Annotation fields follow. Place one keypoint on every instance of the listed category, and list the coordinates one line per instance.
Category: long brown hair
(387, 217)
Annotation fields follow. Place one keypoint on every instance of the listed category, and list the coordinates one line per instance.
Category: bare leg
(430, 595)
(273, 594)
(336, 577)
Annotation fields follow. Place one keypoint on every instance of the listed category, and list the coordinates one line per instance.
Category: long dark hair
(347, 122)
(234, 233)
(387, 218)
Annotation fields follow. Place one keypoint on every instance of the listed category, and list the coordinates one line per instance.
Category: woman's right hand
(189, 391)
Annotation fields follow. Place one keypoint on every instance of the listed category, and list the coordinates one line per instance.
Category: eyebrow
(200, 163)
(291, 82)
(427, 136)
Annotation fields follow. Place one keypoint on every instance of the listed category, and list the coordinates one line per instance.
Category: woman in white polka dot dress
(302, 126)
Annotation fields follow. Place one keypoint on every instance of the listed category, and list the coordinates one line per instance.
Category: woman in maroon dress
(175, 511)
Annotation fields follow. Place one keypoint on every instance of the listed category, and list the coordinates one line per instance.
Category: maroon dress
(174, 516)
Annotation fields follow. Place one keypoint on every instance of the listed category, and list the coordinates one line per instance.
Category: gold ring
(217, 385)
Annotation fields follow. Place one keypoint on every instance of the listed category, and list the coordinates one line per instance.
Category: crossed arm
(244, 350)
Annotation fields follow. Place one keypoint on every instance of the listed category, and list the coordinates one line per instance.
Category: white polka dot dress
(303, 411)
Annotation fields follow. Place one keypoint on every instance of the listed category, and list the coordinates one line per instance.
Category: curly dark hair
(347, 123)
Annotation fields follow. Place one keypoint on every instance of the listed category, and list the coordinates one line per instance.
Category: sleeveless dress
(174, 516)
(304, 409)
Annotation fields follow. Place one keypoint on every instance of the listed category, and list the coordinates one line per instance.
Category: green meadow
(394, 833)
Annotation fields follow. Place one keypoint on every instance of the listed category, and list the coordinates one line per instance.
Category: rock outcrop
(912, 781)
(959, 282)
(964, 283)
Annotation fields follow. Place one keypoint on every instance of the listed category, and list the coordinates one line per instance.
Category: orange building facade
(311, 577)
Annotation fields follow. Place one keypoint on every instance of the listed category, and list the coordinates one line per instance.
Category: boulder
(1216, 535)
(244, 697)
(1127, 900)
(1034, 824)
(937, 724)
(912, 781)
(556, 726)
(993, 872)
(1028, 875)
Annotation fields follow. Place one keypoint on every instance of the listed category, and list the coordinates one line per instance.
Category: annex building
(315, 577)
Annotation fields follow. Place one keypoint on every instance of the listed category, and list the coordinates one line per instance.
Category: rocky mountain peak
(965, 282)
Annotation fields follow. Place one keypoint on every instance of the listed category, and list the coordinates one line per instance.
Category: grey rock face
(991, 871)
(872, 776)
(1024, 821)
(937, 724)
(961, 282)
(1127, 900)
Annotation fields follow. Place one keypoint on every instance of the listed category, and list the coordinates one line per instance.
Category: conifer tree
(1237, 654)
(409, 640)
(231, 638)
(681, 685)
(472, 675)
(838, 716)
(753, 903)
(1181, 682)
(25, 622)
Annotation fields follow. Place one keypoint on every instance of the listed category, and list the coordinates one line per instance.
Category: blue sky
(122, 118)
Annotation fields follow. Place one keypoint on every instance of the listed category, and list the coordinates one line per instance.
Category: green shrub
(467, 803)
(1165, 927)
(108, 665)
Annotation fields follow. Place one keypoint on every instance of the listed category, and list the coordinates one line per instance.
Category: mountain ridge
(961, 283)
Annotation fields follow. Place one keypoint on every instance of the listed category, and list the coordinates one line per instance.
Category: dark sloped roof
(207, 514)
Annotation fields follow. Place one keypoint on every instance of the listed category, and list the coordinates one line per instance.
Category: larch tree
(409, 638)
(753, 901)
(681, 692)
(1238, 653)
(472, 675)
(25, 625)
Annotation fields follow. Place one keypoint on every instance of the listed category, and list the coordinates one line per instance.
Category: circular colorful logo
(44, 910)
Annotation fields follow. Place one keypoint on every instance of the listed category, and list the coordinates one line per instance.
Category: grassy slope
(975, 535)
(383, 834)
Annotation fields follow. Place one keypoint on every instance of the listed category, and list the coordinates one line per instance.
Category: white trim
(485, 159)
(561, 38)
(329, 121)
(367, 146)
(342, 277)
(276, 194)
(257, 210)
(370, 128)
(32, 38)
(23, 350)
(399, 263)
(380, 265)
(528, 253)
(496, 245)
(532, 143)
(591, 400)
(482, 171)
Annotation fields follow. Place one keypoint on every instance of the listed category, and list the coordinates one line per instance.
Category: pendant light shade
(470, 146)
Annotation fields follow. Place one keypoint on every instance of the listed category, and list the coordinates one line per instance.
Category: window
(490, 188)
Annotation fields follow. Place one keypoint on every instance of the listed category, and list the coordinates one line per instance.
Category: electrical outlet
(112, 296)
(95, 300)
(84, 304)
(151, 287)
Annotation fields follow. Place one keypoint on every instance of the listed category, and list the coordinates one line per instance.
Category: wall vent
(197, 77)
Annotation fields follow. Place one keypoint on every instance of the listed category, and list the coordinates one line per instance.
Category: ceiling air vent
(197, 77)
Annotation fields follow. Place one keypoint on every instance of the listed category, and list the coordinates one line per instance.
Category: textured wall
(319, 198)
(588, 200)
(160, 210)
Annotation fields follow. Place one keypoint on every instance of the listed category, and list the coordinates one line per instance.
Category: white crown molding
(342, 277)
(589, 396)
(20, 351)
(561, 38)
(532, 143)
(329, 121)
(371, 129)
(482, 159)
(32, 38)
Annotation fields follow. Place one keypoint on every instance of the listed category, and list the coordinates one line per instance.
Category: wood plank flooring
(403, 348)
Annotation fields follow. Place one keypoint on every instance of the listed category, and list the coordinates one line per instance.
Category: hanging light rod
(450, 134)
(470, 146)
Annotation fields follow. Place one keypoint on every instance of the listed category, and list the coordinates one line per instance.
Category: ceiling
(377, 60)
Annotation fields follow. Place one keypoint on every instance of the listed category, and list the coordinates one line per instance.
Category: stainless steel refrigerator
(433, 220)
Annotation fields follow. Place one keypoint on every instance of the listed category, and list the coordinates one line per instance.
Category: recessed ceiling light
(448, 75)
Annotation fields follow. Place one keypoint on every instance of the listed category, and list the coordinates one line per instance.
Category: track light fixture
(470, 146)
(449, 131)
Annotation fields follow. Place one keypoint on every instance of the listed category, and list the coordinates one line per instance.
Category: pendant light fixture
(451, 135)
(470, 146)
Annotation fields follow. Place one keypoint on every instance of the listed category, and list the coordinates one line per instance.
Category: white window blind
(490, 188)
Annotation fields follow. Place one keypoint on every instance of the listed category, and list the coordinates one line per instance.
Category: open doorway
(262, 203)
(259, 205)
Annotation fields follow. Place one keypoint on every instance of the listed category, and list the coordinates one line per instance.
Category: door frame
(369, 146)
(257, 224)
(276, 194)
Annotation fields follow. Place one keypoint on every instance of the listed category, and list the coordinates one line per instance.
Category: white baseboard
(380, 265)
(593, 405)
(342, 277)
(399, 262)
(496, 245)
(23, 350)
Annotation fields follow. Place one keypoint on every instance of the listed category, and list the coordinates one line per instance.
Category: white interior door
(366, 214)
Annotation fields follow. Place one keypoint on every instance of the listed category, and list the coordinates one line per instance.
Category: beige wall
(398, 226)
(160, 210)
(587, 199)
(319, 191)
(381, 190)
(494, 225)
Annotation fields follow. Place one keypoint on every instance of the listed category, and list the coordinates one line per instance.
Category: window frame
###
What you should do: With nothing left out, transcribe the records above exactly.

Written answer:
Annotation fields follow. Place one keypoint on every instance of the listed category, and list the coordinates one line per instance.
Category: long brown hair
(387, 217)
Annotation fields follow. Place one keypoint on every instance of the listed category, and list the coordinates one line per instance.
Category: bare leg
(430, 595)
(273, 594)
(336, 577)
Annotation fields follow. Place one keypoint on every instance of the listed category, and list the coordinates one line per instance.
Category: long dark hair
(347, 122)
(234, 233)
(387, 218)
Annotation fields follow. Place one keypoint on every instance of the listed category, and list the coordinates one line per instance.
Category: woman's right hand
(189, 391)
Annotation fields follow. Place one keypoint on every instance of the listed category, and list the coordinates one line per instance.
Category: eyebrow
(200, 163)
(291, 82)
(427, 136)
Annotation fields follow. Place one keypoint on every instance of the listed category, and list the coordinates one line per instance.
Category: woman in white polka dot dress
(302, 126)
Annotation fields follow. Place one keypoint on every instance of the listed category, and list the coordinates one line per instance.
Category: woman in maroon dress
(175, 511)
Annotation fields follow. Place one keypoint on every instance of the listed category, and list the coordinates one line per instance.
Category: maroon dress
(174, 516)
Annotation fields follow. Place one keypoint on every instance of the listed category, and list the coordinates one line per instance.
Category: gold ring
(217, 385)
Annotation fields follow. Place one keypoint on every instance of the listed category, and list the coordinates one line per instance.
Category: crossed arm
(244, 350)
Annotation fields follow. Place one keypoint on every instance of the listed category, and list the coordinates one line per instance.
Category: white polka dot dress
(303, 411)
Annotation fields follow. Place one keypoint on every instance of the listed category, and list the coordinates one line per instance.
Category: curly dark hair
(347, 123)
Annotation fields follow. Place one keypoint on every instance of the listed category, and list the coordinates one line per instance.
Category: sleeveless dress
(174, 516)
(304, 409)
Annotation fields follow. Place one keypoint on every instance of the listed category, and list the coordinates one line per instance.
Category: green meadow
(394, 833)
Annotation fields follow. Place one keypoint on every instance of the listed category, and list the coordinates one line per instance.
Category: rock outcrop
(912, 781)
(959, 282)
(964, 283)
Annotation fields follow. Place one keypoint on every instance of the listed category, and list the coordinates one line per instance.
Category: orange building facade
(311, 577)
Annotation fields follow. Place one keypoint on every instance of the listed category, and list the coordinates one line per instance.
Category: boulder
(1216, 535)
(244, 697)
(1127, 900)
(1034, 824)
(937, 724)
(912, 781)
(556, 726)
(993, 872)
(1028, 875)
Annotation fields follow. Place one keypoint on every instance of the listed category, and list the coordinates one line per instance.
Category: annex building
(315, 577)
Annotation fields follow. Place one keypoint on every instance of the listed category, and list the coordinates one line per instance.
Category: rocky mountain peak
(965, 282)
Annotation fields follow. Place one keypoint on every instance of the listed category, and list the coordinates one line per instance.
Category: grey rock face
(991, 871)
(872, 776)
(1024, 821)
(937, 724)
(961, 282)
(1127, 900)
Annotation fields follow. Place one keypoint on every instance of the listed category, and list the coordinates one line per instance.
Category: conifer tree
(1237, 654)
(409, 640)
(231, 638)
(681, 685)
(472, 675)
(838, 716)
(753, 903)
(1181, 682)
(25, 622)
Annotation fields follow. Place one keypoint on every instance of the listed category, and list the coordinates one line per instance.
Category: blue sky
(122, 118)
Annotation fields follow. Place one keypoint on every instance of the listed category, and list the coordinates one line per instance.
Category: green shrub
(467, 803)
(1165, 927)
(108, 665)
Annotation fields follow. Place one keypoint on every instance of the listed category, and list the coordinates one line per instance.
Category: mountain ridge
(961, 283)
Annotation fields follow. Place one keypoint on every instance of the listed category, and list the coordinates one line per instance.
Category: dark sloped roof
(207, 514)
Annotation fields follow. Place one keypoint on every instance of the listed category, and list the coordinates one line per instance.
Category: larch tree
(409, 638)
(753, 901)
(681, 692)
(1238, 653)
(472, 675)
(25, 625)
Annotation fields follow. Place one keypoint on every instance of the listed category, and list the coordinates one line per instance.
Category: circular colorful logo
(44, 910)
Annotation fields follow. Place one keypoint on every instance of the listed category, and list the coordinates one line per instance.
Category: grassy slope
(975, 535)
(383, 834)
Annotation fields follow. Place one keypoint on every instance of the listed category, and list the coordinates one line per instance.
Category: white trim
(485, 159)
(561, 38)
(329, 121)
(367, 146)
(342, 277)
(276, 194)
(257, 210)
(370, 128)
(32, 38)
(23, 350)
(399, 263)
(380, 265)
(528, 253)
(496, 245)
(532, 143)
(591, 400)
(482, 171)
Annotation fields follow. Place one keypoint on every instance of the listed category, and list the coordinates one line per instance.
Category: pendant light shade
(470, 146)
Annotation fields follow. Place one keypoint on every instance of the listed category, and list the coordinates one line per instance.
Category: window
(490, 188)
Annotation fields follow. Place one keypoint on every instance of the listed category, and list the coordinates one line per instance.
Category: electrical outlet
(112, 296)
(95, 300)
(84, 304)
(151, 287)
Annotation fields follow. Place one keypoint on every instance of the listed category, and list the coordinates one line per instance.
Category: wall vent
(197, 77)
Annotation fields follow. Place one keypoint on every instance of the listed category, and list the coordinates one line per instance.
Category: ceiling air vent
(197, 77)
Annotation fields follow. Place one keypoint on every instance of the listed category, and list the coordinates one line per instance.
Category: textured wall
(319, 198)
(588, 200)
(160, 210)
Annotation fields follow. Place one keypoint on every instance of the listed category, and list the coordinates one line per instance.
Category: white crown molding
(342, 277)
(589, 396)
(20, 351)
(561, 38)
(532, 143)
(329, 121)
(371, 129)
(482, 159)
(32, 38)
Annotation fields follow. Place one keypoint on every instance of the listed category, and list the coordinates one line per instance.
Category: wood plank flooring
(403, 348)
Annotation fields follow. Place one keypoint on every instance of the listed category, and list the coordinates one line per instance.
Category: hanging light rod
(450, 134)
(470, 146)
Annotation fields follow. Place one keypoint on every instance of the listed category, and list the coordinates one line per instance.
Category: ceiling
(377, 60)
Annotation fields follow. Place one keypoint on every instance of the listed category, and list the coordinates one line per instance.
Category: stainless steel refrigerator
(433, 220)
Annotation fields follow. Place one keypoint on every instance of the listed category, and list the coordinates one line per instance.
Category: recessed ceiling light
(448, 75)
Annotation fields follow. Place one keypoint on every instance of the listed category, and list the coordinates one line per instance.
Category: track light fixture
(470, 146)
(449, 131)
Annotation fields follow. Place one keypoint on every instance of the listed category, and list the coordinates one line per instance.
Category: pendant light fixture
(451, 135)
(470, 146)
Annotation fields follow. Place one keypoint on every instance of the listed category, and list the coordinates one line per instance.
Category: white window blind
(490, 188)
Annotation fields follow. Place one keypoint on every instance of the listed category, and list the coordinates one line per instance.
Category: open doorway
(262, 203)
(259, 205)
Annotation fields follow. Place one keypoint on every instance of the listed category, and list the coordinates one line per instance.
Category: door frame
(369, 146)
(257, 224)
(276, 194)
Annotation fields follow. Place one keypoint on every instance of the listed category, and list the coordinates one line per instance.
Category: white baseboard
(380, 265)
(593, 405)
(342, 277)
(399, 262)
(496, 245)
(23, 350)
Annotation fields follow. Place one keypoint on every instance of the listed category, and list the coordinates one line per instance.
Category: white interior door
(366, 214)
Annotation fields follow. Place one keypoint on every instance of the listed category, and list the coordinates one line per instance.
Category: beige wall
(398, 226)
(160, 210)
(587, 199)
(319, 191)
(381, 190)
(494, 225)
Annotation fields follow. Place one keypoint on every instance of the listed category, and list the coordinates one line per instance.
Category: window frame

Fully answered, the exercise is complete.